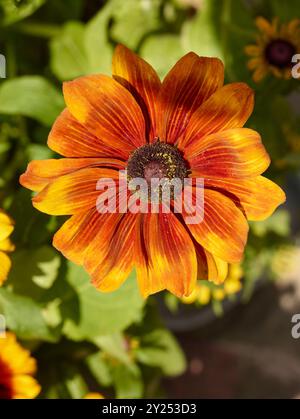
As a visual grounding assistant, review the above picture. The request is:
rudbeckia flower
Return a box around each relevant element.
[0,332,41,399]
[245,17,300,82]
[84,392,104,399]
[0,210,15,286]
[20,45,285,298]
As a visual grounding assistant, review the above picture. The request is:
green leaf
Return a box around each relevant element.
[42,298,62,328]
[112,364,143,399]
[62,364,89,399]
[39,360,89,399]
[111,0,162,50]
[40,0,83,23]
[8,246,61,292]
[136,328,186,376]
[50,3,113,81]
[27,143,54,161]
[250,209,290,237]
[0,0,46,26]
[181,0,224,60]
[93,333,133,366]
[84,3,113,75]
[50,22,88,81]
[140,34,184,79]
[0,288,60,341]
[0,76,64,126]
[86,352,113,387]
[9,189,58,247]
[63,263,144,340]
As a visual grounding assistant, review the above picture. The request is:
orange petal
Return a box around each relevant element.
[194,243,228,284]
[135,210,197,297]
[63,74,146,154]
[255,16,275,37]
[183,188,249,263]
[247,57,262,71]
[179,82,254,149]
[32,167,120,215]
[188,128,270,178]
[204,176,286,221]
[54,186,129,268]
[20,158,125,192]
[244,45,261,57]
[157,53,224,144]
[88,213,136,292]
[253,66,269,83]
[203,249,228,285]
[112,44,161,141]
[53,208,105,265]
[48,109,125,159]
[193,243,208,280]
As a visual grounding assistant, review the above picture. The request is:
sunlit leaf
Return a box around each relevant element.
[63,263,145,340]
[0,76,64,125]
[136,328,186,376]
[111,0,161,50]
[0,287,60,341]
[0,0,46,26]
[112,364,143,398]
[86,352,113,387]
[140,34,184,79]
[8,246,61,291]
[50,22,87,81]
[84,2,114,75]
[93,333,133,366]
[181,0,224,60]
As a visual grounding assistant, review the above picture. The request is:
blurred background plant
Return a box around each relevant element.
[0,0,299,398]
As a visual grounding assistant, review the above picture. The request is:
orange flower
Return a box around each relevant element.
[0,332,41,399]
[20,45,285,298]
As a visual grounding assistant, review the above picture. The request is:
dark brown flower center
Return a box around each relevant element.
[144,161,167,183]
[127,140,188,184]
[265,39,296,68]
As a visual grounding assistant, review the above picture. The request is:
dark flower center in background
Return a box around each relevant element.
[127,140,189,184]
[0,359,13,399]
[265,39,296,68]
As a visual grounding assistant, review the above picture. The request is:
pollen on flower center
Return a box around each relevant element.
[265,39,296,68]
[127,140,189,184]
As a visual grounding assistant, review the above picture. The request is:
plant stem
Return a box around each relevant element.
[15,22,61,38]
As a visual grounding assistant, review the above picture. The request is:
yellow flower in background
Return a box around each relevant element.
[181,283,211,305]
[271,245,299,279]
[0,332,41,399]
[212,288,226,301]
[84,392,104,399]
[0,210,15,286]
[224,263,243,295]
[181,263,243,306]
[245,17,300,82]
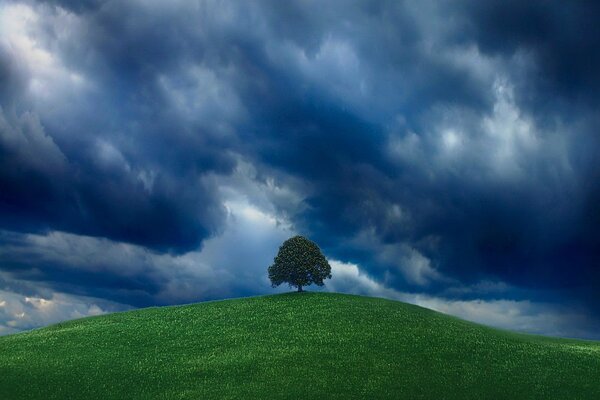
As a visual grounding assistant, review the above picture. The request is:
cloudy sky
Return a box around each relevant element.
[1,0,599,339]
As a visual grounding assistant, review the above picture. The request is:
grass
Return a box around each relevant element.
[0,292,599,399]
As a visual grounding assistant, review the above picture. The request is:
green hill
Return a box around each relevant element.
[0,292,599,399]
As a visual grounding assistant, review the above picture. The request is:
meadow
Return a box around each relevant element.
[1,292,599,399]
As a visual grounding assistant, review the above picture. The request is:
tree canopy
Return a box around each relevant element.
[268,236,332,292]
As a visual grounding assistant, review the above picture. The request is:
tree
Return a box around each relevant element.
[268,235,332,292]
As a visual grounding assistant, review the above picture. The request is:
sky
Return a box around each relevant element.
[0,0,599,339]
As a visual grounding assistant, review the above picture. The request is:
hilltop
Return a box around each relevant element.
[1,292,599,399]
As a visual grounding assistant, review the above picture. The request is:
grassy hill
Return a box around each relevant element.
[0,292,599,399]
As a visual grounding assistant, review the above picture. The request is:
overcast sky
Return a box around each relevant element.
[1,0,599,339]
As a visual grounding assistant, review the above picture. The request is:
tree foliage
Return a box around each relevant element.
[268,236,332,292]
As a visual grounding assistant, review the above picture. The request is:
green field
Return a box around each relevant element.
[0,292,599,399]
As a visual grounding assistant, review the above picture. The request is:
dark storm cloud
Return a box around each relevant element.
[457,0,600,103]
[1,0,600,335]
[227,0,600,309]
[0,0,235,252]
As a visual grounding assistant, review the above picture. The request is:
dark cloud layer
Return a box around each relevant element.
[1,0,599,336]
[459,0,600,103]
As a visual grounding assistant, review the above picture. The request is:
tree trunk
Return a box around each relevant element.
[297,285,303,292]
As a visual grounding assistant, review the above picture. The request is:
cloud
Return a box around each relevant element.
[0,288,128,336]
[0,1,231,252]
[346,228,444,287]
[326,260,600,340]
[456,0,600,104]
[0,172,295,308]
[0,0,599,337]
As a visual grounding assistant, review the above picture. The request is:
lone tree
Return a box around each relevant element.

YOUR GOAL: Apart from the pictures, every line above must be repeated exactly.

EXPECTED OUTPUT:
As a visual grounding assistant, review the above picture. The request is:
rudbeckia flower
Return a box around each relevant element.
[0,332,41,399]
[245,17,300,82]
[84,392,104,399]
[0,210,15,286]
[20,45,285,298]
As a visual grounding assistant, review the above picture. The request is:
green leaf
Return a box around each relevant element.
[42,298,62,328]
[112,364,143,399]
[62,364,89,399]
[39,360,89,399]
[111,0,162,50]
[40,0,83,23]
[8,246,61,292]
[136,328,186,376]
[50,3,113,81]
[27,143,54,161]
[250,209,290,237]
[0,0,46,26]
[181,0,224,60]
[93,333,133,366]
[84,3,113,75]
[50,22,88,81]
[140,34,184,79]
[0,288,60,341]
[0,76,64,126]
[86,352,113,387]
[9,189,58,247]
[63,263,144,340]
As a visual grounding assistant, review the above picture. The request is:
orange petal
Return a box around each relevant element.
[194,243,228,284]
[135,210,197,297]
[63,74,146,154]
[255,16,275,37]
[183,188,249,263]
[247,57,262,71]
[179,82,254,149]
[32,167,120,215]
[188,128,270,178]
[204,176,286,221]
[54,186,129,268]
[20,158,125,192]
[244,45,261,57]
[157,53,224,144]
[88,213,136,292]
[253,66,269,83]
[203,249,228,285]
[112,44,161,141]
[53,208,105,265]
[48,109,125,159]
[193,243,208,280]
As a visual grounding assistant, review the above picture. The request is:
sunlit leaf
Return a box around each relevant element.
[63,263,145,340]
[0,76,64,125]
[136,328,186,376]
[111,0,161,50]
[0,287,60,341]
[0,0,46,26]
[112,364,143,398]
[86,352,113,387]
[140,34,184,79]
[8,246,61,291]
[50,22,87,81]
[84,2,114,75]
[93,333,133,366]
[181,0,224,60]
As a visual grounding assistant, review the above picture. The request is:
blurred background plant
Return a box around each relevant element.
[0,0,299,398]
As a visual grounding assistant, review the above picture. The request is:
orange flower
Return a box around each relevant element.
[0,332,41,399]
[20,45,285,298]
As a visual grounding assistant, review the above picture. The request is:
dark brown flower center
Return a box around each relevant element.
[144,161,167,183]
[127,140,188,184]
[265,39,296,68]
As a visual grounding assistant, review the above picture. The request is:
dark flower center in background
Return a box around each relevant element.
[127,140,189,184]
[0,359,13,399]
[265,39,296,68]
As a visual grounding assistant, review the above picture. The request is:
pollen on flower center
Return a box around each relevant element.
[265,39,296,68]
[127,140,189,184]
As a visual grounding assistant, review the above picture. The request is:
plant stem
Return a box around each relevant element.
[15,22,61,38]
As a visual grounding assistant, review the above picture. The request is:
yellow flower in background
Return a box around each relevant element.
[181,283,211,305]
[271,245,299,279]
[0,332,41,399]
[212,288,226,301]
[84,392,104,399]
[0,210,15,286]
[224,263,243,295]
[181,263,243,306]
[245,17,300,82]
As a visual grounding assistant, review the above picture. The request is:
cloudy sky
Return a box around each relevant element.
[1,0,599,339]
As a visual grounding assistant, review the above picture. The request is:
grass
Return a box around each relevant element.
[0,292,599,399]
As a visual grounding assistant, review the above picture. The request is:
green hill
Return a box around each relevant element.
[0,292,599,399]
As a visual grounding assistant, review the above picture. The request is:
meadow
Return a box around each relevant element.
[1,292,599,399]
As a visual grounding assistant, review the above picture. The request is:
tree canopy
Return a box around each relevant element.
[268,236,332,292]
As a visual grounding assistant, review the above picture. The request is:
tree
Return a box around each relevant element.
[268,235,332,292]
As a visual grounding assistant, review the above picture. The request is:
sky
Return a box around each relevant element.
[0,0,599,339]
As a visual grounding assistant, review the above picture. The request is:
hilltop
Return a box around each relevant element.
[1,292,599,399]
As a visual grounding assistant, review the above picture. The request is:
grassy hill
Return a box around each relevant element.
[0,292,599,399]
As a visual grounding assistant, review the above picture. The request is:
overcast sky
Return a box around each relevant element.
[1,0,599,339]
As a visual grounding assistant, review the above picture. The request is:
tree foliage
Return a box around each relevant element.
[268,236,332,292]
As a visual grounding assistant, review the above picture. The request is:
green field
Return a box around each relevant element.
[0,292,599,399]
As a visual grounding assistant, review the above picture. The request is:
dark storm cloud
Return a box around each relevant element.
[457,0,600,103]
[1,0,600,335]
[227,0,600,309]
[0,0,235,252]
As a visual grounding assistant, review the above picture. The request is:
dark cloud layer
Return a box around each relevant element.
[1,0,599,336]
[459,0,600,103]
As a visual grounding assistant, review the above picture. The request is:
tree trunk
Return a box around each relevant element.
[297,285,303,292]
As a visual grounding assistant, review the above picture. The request is:
cloud
Return a box around each relevant element.
[0,288,128,336]
[0,1,231,252]
[346,228,444,287]
[326,260,600,340]
[456,0,600,104]
[0,172,295,308]
[0,0,599,337]
As a visual grounding assistant, review the above picture. The request is:
lone tree
Return a box around each relevant element.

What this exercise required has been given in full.